#### [Your task]
Please repeat the data exactly, leaving nothing out.
== Data extract
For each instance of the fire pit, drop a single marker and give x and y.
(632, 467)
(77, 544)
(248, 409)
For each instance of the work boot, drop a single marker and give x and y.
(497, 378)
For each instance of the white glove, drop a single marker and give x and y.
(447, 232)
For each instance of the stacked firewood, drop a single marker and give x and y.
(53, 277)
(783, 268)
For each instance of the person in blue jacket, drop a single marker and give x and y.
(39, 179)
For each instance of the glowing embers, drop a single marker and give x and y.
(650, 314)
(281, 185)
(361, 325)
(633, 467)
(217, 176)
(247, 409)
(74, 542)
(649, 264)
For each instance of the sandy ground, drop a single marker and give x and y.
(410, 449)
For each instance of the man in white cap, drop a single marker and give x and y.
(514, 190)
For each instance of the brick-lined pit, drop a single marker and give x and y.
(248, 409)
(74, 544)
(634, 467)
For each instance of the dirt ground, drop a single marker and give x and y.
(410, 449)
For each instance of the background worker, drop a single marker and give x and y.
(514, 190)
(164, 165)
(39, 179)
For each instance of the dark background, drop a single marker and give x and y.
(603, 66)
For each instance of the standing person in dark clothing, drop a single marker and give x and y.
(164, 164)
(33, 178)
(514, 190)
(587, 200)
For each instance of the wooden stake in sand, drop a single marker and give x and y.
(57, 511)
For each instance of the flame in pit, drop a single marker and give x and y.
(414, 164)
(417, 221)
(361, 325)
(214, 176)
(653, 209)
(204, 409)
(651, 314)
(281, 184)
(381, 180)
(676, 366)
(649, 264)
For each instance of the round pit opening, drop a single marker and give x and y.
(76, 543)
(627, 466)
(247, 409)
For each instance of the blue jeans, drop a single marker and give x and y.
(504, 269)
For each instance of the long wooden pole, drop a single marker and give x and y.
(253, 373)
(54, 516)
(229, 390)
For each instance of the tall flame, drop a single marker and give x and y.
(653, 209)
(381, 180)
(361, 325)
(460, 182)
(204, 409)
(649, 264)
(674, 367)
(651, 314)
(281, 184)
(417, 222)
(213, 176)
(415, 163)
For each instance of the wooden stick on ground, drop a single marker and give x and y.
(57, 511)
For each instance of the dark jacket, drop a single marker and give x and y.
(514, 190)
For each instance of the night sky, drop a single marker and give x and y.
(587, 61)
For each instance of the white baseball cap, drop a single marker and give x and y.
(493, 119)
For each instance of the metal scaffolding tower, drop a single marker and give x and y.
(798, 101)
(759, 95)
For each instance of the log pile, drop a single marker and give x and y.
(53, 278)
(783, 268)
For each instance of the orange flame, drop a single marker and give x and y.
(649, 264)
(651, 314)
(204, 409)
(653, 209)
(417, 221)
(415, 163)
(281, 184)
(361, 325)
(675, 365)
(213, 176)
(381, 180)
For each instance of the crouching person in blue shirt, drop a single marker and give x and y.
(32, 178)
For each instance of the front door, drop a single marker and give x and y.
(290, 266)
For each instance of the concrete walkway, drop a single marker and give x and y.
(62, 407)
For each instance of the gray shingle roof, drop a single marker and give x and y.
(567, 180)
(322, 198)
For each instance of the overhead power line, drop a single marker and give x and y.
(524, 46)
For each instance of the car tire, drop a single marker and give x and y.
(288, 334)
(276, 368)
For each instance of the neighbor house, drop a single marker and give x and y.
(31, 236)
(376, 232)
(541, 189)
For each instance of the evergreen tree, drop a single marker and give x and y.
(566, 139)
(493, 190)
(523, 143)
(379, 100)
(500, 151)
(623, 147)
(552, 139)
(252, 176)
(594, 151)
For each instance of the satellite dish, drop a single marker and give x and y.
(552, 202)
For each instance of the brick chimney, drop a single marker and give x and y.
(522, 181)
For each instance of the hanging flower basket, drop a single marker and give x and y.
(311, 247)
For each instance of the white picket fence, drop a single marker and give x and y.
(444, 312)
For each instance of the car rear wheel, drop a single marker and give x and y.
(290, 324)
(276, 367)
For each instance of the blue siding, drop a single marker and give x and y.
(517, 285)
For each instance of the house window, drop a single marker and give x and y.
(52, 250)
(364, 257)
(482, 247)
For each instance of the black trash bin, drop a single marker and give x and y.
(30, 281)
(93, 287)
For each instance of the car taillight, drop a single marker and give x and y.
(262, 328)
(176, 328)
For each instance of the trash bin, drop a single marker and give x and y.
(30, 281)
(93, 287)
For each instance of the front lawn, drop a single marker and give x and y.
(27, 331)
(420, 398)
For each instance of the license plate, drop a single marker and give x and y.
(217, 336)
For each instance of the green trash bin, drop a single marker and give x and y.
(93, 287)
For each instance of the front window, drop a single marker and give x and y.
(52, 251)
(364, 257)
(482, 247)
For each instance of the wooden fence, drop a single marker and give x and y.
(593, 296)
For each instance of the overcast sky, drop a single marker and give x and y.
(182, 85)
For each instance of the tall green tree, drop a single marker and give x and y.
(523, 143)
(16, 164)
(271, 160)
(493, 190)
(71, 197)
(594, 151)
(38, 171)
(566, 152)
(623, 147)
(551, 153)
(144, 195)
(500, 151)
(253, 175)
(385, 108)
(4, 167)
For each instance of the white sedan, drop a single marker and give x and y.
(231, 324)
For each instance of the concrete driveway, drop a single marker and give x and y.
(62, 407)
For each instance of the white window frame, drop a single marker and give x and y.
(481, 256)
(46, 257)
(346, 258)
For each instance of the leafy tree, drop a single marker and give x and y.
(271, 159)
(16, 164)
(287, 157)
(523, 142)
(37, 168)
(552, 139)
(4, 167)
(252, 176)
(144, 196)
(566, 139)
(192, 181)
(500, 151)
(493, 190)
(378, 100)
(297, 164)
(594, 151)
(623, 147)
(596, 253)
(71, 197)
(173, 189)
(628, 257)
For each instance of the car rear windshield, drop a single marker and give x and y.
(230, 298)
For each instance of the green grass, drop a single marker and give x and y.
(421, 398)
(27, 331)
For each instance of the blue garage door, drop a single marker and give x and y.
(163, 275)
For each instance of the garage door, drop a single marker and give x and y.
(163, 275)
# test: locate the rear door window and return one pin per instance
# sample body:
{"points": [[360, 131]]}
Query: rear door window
====
#### [Result]
For each instance of the fire pit, drop a single marker and give x and y.
(632, 467)
(77, 544)
(248, 409)
For each instance of the work boot, drop a single marker and give x and y.
(497, 378)
For each instance of the white glove, drop a single marker and give x and y.
(447, 232)
For each instance of the stacked firewood, drop a single marker and give x and y.
(53, 277)
(783, 268)
For each instance of the person in blue jacket, drop a single marker and give x and y.
(39, 179)
For each instance of the glowing embers, drop a single marker and give x and y.
(650, 314)
(281, 185)
(361, 325)
(633, 467)
(217, 176)
(247, 409)
(74, 542)
(649, 264)
For each instance of the sandy ground, drop a single marker and give x and y.
(410, 449)
For each instance of the man in white cap, drop a single marker and give x and y.
(514, 190)
For each instance of the brick-lined pit, drop a single marker and give x and y.
(248, 409)
(74, 544)
(634, 467)
For each instance of the dirt ground, drop a single marker and give x and y.
(410, 449)
For each instance of the background worker, drop a single marker and give x and y.
(514, 190)
(164, 165)
(39, 179)
For each instance of the dark background, drop a single marker and give x and y.
(603, 66)
For each instance of the standing person in dark clothing, drop a single marker and give x and y.
(164, 164)
(33, 178)
(514, 190)
(587, 200)
For each instance of the wooden stake in sand, drop a single marker and give x and y.
(57, 511)
For each instance of the flame in pit, drop a single marker and give x and y.
(414, 164)
(417, 221)
(361, 325)
(214, 176)
(653, 209)
(204, 409)
(651, 314)
(281, 184)
(381, 180)
(676, 366)
(649, 264)
For each instance of the round pit opening, drop a single marker and give x and y.
(76, 543)
(627, 466)
(247, 409)
For each instance of the blue jeans, drop a single marker and give x and y.
(504, 269)
For each instance of the long wooden pole, drop a single marker and give x and y.
(253, 373)
(54, 516)
(229, 390)
For each instance of the tall flame, drop a single marker and give x and y.
(653, 209)
(381, 180)
(361, 325)
(460, 182)
(204, 409)
(649, 264)
(674, 367)
(651, 314)
(281, 184)
(417, 222)
(213, 176)
(415, 163)
For each instance of the wooden stick on ground, drop a single marker and give x and y.
(57, 511)
For each instance of the dark jacket, drop a single marker and give x and y.
(514, 190)
For each instance of the night sky, drop a single marker and give x and y.
(587, 61)
For each instance of the white baseball cap, drop a single marker and give x and y.
(493, 119)
For each instance of the metal scaffolding tower, drop a single marker and give x and y.
(798, 101)
(759, 95)
For each instance of the log pile, drop a single marker and give x and y.
(53, 278)
(783, 268)
For each instance of the orange flame, drop a single marker and give x and y.
(649, 264)
(651, 314)
(204, 409)
(653, 209)
(417, 221)
(415, 163)
(281, 184)
(361, 325)
(675, 365)
(213, 176)
(381, 180)
For each instance of the crouching person in blue shirt, drop a single marker and give x and y.
(32, 178)
For each instance of the front door, drop a single marker and give x and y.
(290, 266)
For each instance of the concrete walkway, drop a single marker and give x and y.
(62, 407)
For each instance of the gray shingle roof, drop a single marker and give x and y.
(567, 180)
(322, 198)
For each instance of the overhead power line, drop a single marker and give x and y.
(524, 46)
For each instance of the car tire, drop a single marker and give x and y.
(288, 334)
(276, 368)
For each instance of the neighbor house, drop a single marker and give x and y.
(31, 236)
(376, 232)
(541, 189)
For each instance of the evergreen tree, drop a single marker and give x and y.
(566, 139)
(493, 190)
(523, 143)
(379, 100)
(500, 151)
(623, 147)
(552, 139)
(252, 176)
(594, 151)
For each instance of the satellite dish, drop a single marker and give x and y.
(552, 202)
For each instance of the brick chimney, drop a single marker and give x and y.
(522, 181)
For each instance of the hanging flower basket, drop a single marker and give x and y.
(311, 247)
For each instance of the white picket fence, drop a single marker and give x and y.
(444, 312)
For each instance of the car rear wheel, drop a single marker and give x and y.
(290, 324)
(276, 367)
For each instance of the blue siding, drop a single marker and give x and y.
(517, 285)
For each instance of the house window, drop a single marker and give x and y.
(52, 250)
(364, 257)
(482, 247)
For each instance of the black trash bin, drop a single marker and give x and y.
(30, 281)
(93, 287)
For each instance of the car taillight, drop a single marker and give x and y.
(262, 328)
(176, 328)
For each instance of the trash bin, drop a single marker and give x and y.
(30, 281)
(93, 287)
For each instance of the front lawn, drop a single marker and give x and y.
(27, 331)
(420, 398)
For each instance of the license plate, drop a single marker and give x and y.
(217, 336)
For each instance of the green trash bin, drop a single marker and give x and y.
(93, 287)
For each instance of the front window, drop a single marker and give x and y.
(52, 251)
(364, 257)
(482, 247)
For each instance of the wooden fence, drop a single marker and give x and y.
(593, 296)
For each instance of the overcast sky, drop a single marker and give x and y.
(182, 85)
For each instance of the tall green tree, drop a single marker and give x and y.
(523, 143)
(16, 164)
(271, 160)
(493, 190)
(71, 197)
(594, 151)
(38, 171)
(566, 152)
(623, 147)
(551, 153)
(144, 195)
(500, 151)
(253, 175)
(385, 108)
(4, 167)
For each instance of the white sedan, drop a single marker and give x and y.
(231, 324)
For each instance of the concrete driveway, drop a single marker and give x and y.
(62, 407)
For each instance of the white window frame, drop a single marker and give x and y.
(481, 256)
(46, 257)
(346, 258)
For each instance of the leafy tree, drop a single marker and give x and y.
(271, 159)
(16, 164)
(287, 157)
(523, 142)
(37, 168)
(552, 139)
(4, 167)
(252, 176)
(144, 196)
(566, 139)
(192, 181)
(500, 151)
(493, 190)
(378, 100)
(297, 164)
(594, 151)
(623, 147)
(596, 253)
(71, 197)
(173, 189)
(628, 257)
For each instance of the car rear windshield, drop a single marker and give x and y.
(230, 298)
For each instance of the green grass, drop a single marker and give x and y.
(421, 398)
(27, 331)
For each instance of the blue garage door, drop a single marker and give x and y.
(163, 275)
For each instance of the garage door, drop a single marker and give x and y.
(163, 275)
# test: locate the rear door window and return one pin per instance
# sample body:
{"points": [[360, 131]]}
Query: rear door window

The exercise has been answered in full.